The celebration of the feast of the incarnation is one of the most profound experiences we can have as Christians. Sadly, we tend to confine our celebration and appreciation of it to the festivities over the few days of the Christmas season, when in all truth, it should be centre stage for everything we do. If we really think about It, we begin to understand just what an awesome revelation the incarnation is. The sheer strangeness of what has happened is hard to take on board, because it seems so preposterous. God becomes as we are. Why? The whole realisation of what has taken place causes us to ask the deep and important questions about life, relationship, and purpose.
We live in a contingent world of cause and effect. We are not therefore isolated nor remote from our surroundings or from each other. We cannot survive without being connected and interactive with all that is around us. We influence others and others influence us. We could of course seek to ignore that influence and at the same time negate the effect we have on others. We could try and live without a thought for anyone or anything else and simply live in our own bubbles but what a sterile and awful place such a world would be. It would be a world without love, a world without compassion, a world devoid of feelings and a world in which everyone and everything was vying for their own needs and ignoring the plight of the other. Such a world would never flourish. It would through its own ignorance perish.

TASK SET »
- 1) Condense the paragraph of the reflection on the incarnation that begins "We live in a contingent world" into a short bulleted list that keeps its main points.
- 2) Supply the next part of the reflection on the incarnation, picking up after its final sentence.
The material after this reflection on the incarnation is separate from it.

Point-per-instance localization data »
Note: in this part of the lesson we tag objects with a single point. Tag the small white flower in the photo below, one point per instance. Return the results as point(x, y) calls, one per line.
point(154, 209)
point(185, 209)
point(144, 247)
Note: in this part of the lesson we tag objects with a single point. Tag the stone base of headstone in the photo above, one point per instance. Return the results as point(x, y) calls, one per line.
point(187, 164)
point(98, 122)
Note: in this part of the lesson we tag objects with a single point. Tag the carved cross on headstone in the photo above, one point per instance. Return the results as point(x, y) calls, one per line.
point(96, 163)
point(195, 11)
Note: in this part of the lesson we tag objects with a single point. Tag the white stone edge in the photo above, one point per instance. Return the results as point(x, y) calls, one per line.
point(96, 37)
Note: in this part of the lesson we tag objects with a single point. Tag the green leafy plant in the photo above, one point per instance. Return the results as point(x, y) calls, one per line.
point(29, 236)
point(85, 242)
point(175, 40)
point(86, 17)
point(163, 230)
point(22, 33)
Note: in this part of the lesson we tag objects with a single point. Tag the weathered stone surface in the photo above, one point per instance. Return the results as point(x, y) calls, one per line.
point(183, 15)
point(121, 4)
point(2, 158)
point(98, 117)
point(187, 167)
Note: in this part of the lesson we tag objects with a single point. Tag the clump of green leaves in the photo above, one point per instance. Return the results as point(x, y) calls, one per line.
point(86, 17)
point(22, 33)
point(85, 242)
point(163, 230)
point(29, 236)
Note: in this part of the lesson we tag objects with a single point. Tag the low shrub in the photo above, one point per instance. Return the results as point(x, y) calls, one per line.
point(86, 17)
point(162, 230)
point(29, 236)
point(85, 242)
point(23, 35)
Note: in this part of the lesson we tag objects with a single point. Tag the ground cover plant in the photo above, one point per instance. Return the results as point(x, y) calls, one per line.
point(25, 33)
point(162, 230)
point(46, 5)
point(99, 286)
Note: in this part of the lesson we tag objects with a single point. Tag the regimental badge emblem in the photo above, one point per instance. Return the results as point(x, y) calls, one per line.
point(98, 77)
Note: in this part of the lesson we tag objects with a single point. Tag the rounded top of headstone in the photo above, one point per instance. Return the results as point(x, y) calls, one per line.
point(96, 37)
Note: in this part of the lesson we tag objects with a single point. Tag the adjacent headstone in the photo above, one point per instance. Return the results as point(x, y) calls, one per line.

ANSWERS IN ORDER »
- 1)
- We live in a contingent world of cause and effect, so we are connected to our surroundings and to each other.
- We cannot survive without being connected and interacting with everything around us; we influence others and they influence us.
- We could try to ignore that influence and live only for ourselves in our own bubbles.
- Such a world would be sterile, without love, compassion or feeling, with everyone competing for their own needs and ignoring others.
- It would never flourish and would perish through its own ignorance.

- 2)
The gift we have been given and through which we are able to overcome our own ignorance is the incarnate love of God made visible in the person of Jesus. In the prologue to his Gospel, the evangelist John portrays with deep insight and comprehension, that God’s love is not time bound or restrictive. But that for a moment in our history, it became enfleshed, in Jesus, his Son who lived out the fulness of this love, offering and showing it to the world in all its different and diverse ways. His life is the revealing of God’s love. His every thought, act and deed, are the expression of how we are called to come to understand the meaning and purpose of relationship, both with God and with each other. And that through him, every thought, act and deed, are extensions of Gods’ love reaching out into the world and into our lives.
It begins, as with every act of love, with a birth. Let us welcome the new born love once again and continue to welcome it as it grows in us, through us and around us, in all that we say and do, for the Word is made flesh and lives amongst us.